## What you are asked to do
Repeat the records below exactly as they appear.

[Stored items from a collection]

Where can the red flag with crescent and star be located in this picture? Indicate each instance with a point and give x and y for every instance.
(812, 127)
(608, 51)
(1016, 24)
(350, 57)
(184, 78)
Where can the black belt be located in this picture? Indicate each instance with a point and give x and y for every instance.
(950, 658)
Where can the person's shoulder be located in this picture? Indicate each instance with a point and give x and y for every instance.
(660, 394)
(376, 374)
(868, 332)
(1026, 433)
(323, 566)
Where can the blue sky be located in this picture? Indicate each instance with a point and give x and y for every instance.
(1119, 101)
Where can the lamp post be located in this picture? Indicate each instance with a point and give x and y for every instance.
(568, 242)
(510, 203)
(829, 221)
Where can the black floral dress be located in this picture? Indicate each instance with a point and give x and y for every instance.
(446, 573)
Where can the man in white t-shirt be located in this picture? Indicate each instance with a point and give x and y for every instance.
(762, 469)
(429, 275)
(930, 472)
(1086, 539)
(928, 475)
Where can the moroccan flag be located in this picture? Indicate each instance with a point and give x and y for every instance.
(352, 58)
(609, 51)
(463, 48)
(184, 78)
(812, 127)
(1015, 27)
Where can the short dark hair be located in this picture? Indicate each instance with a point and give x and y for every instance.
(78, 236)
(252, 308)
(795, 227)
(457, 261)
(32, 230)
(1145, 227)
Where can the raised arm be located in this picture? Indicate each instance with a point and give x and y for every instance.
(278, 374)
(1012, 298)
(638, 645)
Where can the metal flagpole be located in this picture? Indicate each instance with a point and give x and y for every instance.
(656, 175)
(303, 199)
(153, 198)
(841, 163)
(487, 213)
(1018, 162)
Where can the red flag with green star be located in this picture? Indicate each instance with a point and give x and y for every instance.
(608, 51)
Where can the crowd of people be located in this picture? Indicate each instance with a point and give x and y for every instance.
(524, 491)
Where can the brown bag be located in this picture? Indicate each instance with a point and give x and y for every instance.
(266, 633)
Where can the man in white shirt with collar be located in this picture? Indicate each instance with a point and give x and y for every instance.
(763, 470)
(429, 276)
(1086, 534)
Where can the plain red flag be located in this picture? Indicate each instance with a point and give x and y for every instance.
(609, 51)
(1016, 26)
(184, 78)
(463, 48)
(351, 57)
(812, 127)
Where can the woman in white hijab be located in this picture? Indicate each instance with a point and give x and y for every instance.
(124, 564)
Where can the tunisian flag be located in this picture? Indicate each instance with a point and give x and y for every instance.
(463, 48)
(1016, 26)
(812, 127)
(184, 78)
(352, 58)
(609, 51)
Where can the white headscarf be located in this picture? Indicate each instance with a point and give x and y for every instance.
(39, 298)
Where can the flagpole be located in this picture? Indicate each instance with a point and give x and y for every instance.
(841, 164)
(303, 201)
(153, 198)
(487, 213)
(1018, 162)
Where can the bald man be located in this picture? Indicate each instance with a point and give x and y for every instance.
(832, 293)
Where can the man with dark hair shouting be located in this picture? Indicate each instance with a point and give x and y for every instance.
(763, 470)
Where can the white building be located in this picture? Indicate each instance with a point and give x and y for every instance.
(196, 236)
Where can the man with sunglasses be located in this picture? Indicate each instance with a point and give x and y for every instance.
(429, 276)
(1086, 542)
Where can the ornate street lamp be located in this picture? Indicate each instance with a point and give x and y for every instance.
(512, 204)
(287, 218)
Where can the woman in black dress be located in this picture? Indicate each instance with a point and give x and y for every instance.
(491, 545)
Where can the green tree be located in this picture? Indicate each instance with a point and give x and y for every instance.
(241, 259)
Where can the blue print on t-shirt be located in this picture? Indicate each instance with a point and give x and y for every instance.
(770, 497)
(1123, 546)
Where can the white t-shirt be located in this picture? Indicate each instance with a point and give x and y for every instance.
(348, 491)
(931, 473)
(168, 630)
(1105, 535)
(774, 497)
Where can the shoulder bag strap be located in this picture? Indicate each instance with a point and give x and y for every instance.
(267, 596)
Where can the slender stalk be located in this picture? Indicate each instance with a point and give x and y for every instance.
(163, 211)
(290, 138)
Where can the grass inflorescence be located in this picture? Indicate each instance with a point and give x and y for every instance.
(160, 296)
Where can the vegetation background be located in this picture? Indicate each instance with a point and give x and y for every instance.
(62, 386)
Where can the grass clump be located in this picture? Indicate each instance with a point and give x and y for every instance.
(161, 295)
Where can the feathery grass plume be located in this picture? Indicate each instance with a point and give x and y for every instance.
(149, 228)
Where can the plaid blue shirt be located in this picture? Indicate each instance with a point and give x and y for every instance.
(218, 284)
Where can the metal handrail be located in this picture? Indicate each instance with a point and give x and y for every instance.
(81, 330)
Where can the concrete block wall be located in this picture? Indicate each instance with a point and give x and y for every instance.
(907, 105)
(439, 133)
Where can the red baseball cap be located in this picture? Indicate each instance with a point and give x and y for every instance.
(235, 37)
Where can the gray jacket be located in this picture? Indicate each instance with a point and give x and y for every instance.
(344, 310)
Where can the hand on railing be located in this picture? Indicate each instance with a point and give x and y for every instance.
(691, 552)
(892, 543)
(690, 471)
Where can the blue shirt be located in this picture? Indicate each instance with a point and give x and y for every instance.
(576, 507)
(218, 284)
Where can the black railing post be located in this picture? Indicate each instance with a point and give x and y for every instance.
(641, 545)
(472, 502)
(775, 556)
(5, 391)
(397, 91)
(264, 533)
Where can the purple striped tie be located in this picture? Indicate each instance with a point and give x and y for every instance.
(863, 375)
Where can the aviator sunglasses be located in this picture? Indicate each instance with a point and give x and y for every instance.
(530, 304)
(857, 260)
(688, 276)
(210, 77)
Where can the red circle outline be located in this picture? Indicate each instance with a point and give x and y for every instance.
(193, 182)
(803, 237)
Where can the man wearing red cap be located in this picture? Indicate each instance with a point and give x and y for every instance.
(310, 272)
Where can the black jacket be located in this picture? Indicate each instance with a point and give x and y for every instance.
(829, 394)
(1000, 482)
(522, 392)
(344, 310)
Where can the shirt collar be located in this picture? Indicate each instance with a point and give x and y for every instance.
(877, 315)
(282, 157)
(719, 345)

## Solution to the problem
Where can the red flag with crescent and star be located in this picture? Indicate each instance with a point and give x and y for every instance.
(812, 127)
(608, 51)
(1016, 24)
(350, 57)
(184, 78)
Where can the black belt be located in this picture? Indicate each instance with a point and give x and y for every instance.
(950, 658)
Where can the person's shoulder be located in this picture? Indicate each instance with a point and give x and y for every instance.
(660, 394)
(376, 374)
(868, 332)
(1026, 433)
(323, 566)
Where can the blue sky be located in this picture? Indicate each instance with a point and give x and y for every instance.
(1119, 101)
Where can the lamp post be located in this picture? Indicate each instance with a point and give x and y for every instance.
(568, 242)
(510, 203)
(829, 221)
Where can the black floral dress be located in this picture? Indicate each instance with a point and give x and y for every instance.
(446, 573)
Where can the man in white t-shirt be located in this picture? Indicate each instance with a point and give x and y for every instance.
(762, 469)
(429, 275)
(930, 472)
(1086, 539)
(928, 475)
Where can the moroccan flag be located in this picture? Indicate each instance with a point and give x and y for every instance.
(352, 58)
(609, 51)
(463, 48)
(184, 78)
(812, 127)
(1015, 27)
Where can the short dark hair be located in this picture? Indicate each instance with a point and give x and y for every instance.
(78, 236)
(252, 308)
(795, 227)
(457, 261)
(32, 230)
(1145, 227)
Where can the raised arm be located in this picture? Indicate each instance with a point and give x and y for every instance.
(278, 374)
(1012, 298)
(638, 645)
Where can the metal flagpole be located in this picture? Indicate each instance with a point and give x and y for every instance.
(656, 175)
(303, 199)
(153, 198)
(841, 163)
(487, 213)
(1018, 162)
Where can the red flag with green star be located in this picture? Indicate each instance with a point and give x and y for every instance.
(608, 51)
Where can the crowd of people be located in this picture? Indicate each instance with a point and give x and y for every instance.
(524, 491)
Where can the brown bag be located in this picture? Indicate each instance with a point and give x and y for every instance.
(266, 633)
Where can the man in white shirt with collar be located in this picture? Indicate each instance with a point and give x and y for every instance.
(763, 470)
(429, 276)
(1086, 534)
Where can the plain red flag be located in this picture? Indicate each instance with a point and give x and y for every instance.
(609, 51)
(1016, 26)
(184, 78)
(463, 48)
(351, 57)
(812, 127)
Where can the woman in white hijab be located in this picture? Indicate each instance with a point and give x and y for every instance.
(124, 564)
Where can the tunisian flag be located in this picture? Indicate each instance with a point and give x and y for every instance.
(463, 48)
(1016, 26)
(812, 127)
(184, 78)
(352, 58)
(609, 51)
Where can the white headscarf be located in this picture? Indicate each instance with a point and give x and y for every instance.
(39, 298)
Where can the flagpole be located in this picture? Indicate each instance with a point and give x and y for every instance.
(841, 164)
(303, 201)
(153, 198)
(487, 213)
(1018, 162)
Where can the bald man be located in this picture? Indicate each instance with a point and give x and y for every instance.
(832, 293)
Where can the man with dark hair shouting be located in this picture? Indicate each instance with a point and give x and y for every instance.
(763, 470)
Where can the white building be located in this picture? Indicate each instance with a point and give x and y for every instance.
(196, 236)
Where can the man with sunglasses be located in this picture? Indicate each instance with a point and give x and y for every instance.
(429, 276)
(1086, 542)
Where can the ornate street lamp be located in this picture? Indicate each instance with a point and give x and y for every instance.
(512, 204)
(287, 218)
Where can the woman in black dress be located in this picture? Indicate each instance with a point and give x and y for every instance.
(491, 545)
Where can the green tree be located in this picture? Indicate each instance with a point and give x and y for every instance.
(241, 259)
Where can the blue print on t-shirt be located in this picture? Indicate each instance with a point and give x and y for every instance.
(770, 497)
(1123, 546)
Where can the white t-shirt be located in this picture? Indicate each instance with a point and give x and y for every instance.
(348, 491)
(931, 473)
(168, 630)
(1105, 535)
(774, 497)
Where can the shoulder bag strap be located in this picture? Indicate each instance with a point and give x and y for every instance.
(267, 596)
Where can the slender stalk be located in this picture? Indicate each instance with a point and give x and y for every instance.
(163, 211)
(290, 138)
Where can the grass inflorescence be located in this picture? Indicate each instance with a point and give x and y for every instance.
(160, 296)
Where can the vegetation background be located in this picture? Indicate each instance with a point and give x and y for every instance.
(62, 386)
Where can the grass clump be located in this picture? Indicate each instance with a point and give x and y for every instance.
(161, 295)
Where can the feathery grass plume be located in this picture? Indicate each instance with a point and give x and y for every instance.
(149, 228)
Where can the plaid blue shirt be located in this picture? Indicate each instance with a point and give x and y for every instance.
(218, 284)
Where can the metal handrail be located in this picture? Indicate each instance with a point and give x and y for every instance.
(81, 330)
Where can the concrete block wall be located in this picture? Indicate each instance with a point and give x and y for every instance.
(907, 105)
(439, 133)
Where can the red baseball cap be located in this picture? Indicate each instance with a point and give x and y for every instance.
(235, 37)
Where can the gray jacket be located in this picture? Indicate each instance with a point and give x and y for every instance.
(344, 310)
Where can the hand on railing be located in this picture? Indicate each instance with a point and give x and y for every instance.
(691, 552)
(892, 543)
(690, 471)
Where can the blue shirt be located in this picture? Indicate each instance with a point and give x and y for every instance.
(576, 507)
(218, 284)
Where can the black railing post be located in this picture? Indicate each instance with a point and give x and y for every instance.
(641, 545)
(472, 502)
(775, 556)
(5, 391)
(397, 91)
(264, 533)
Where can the purple striped tie be located in this picture? Indicate each instance with a point and give x and y for every instance.
(863, 375)
Where can the aviator sunglasses be located in this picture? Indicate each instance with a point and give x and y for every instance.
(530, 304)
(857, 260)
(688, 276)
(210, 77)
Where can the red circle outline be located in this picture? Indicate each instance with a point and give x and y for every instance.
(193, 182)
(803, 237)
Where can the man wearing red cap be located in this picture? Indicate each instance with a point and give x and y for every instance.
(310, 272)
Where can the black jacket be located in this picture? Indicate each instance with a point and give x and y for every instance.
(829, 394)
(1000, 482)
(522, 392)
(344, 310)
Where can the shirt collar be located in this picture? Indicate each instance with a point and give x and y for every instance.
(877, 315)
(282, 157)
(719, 345)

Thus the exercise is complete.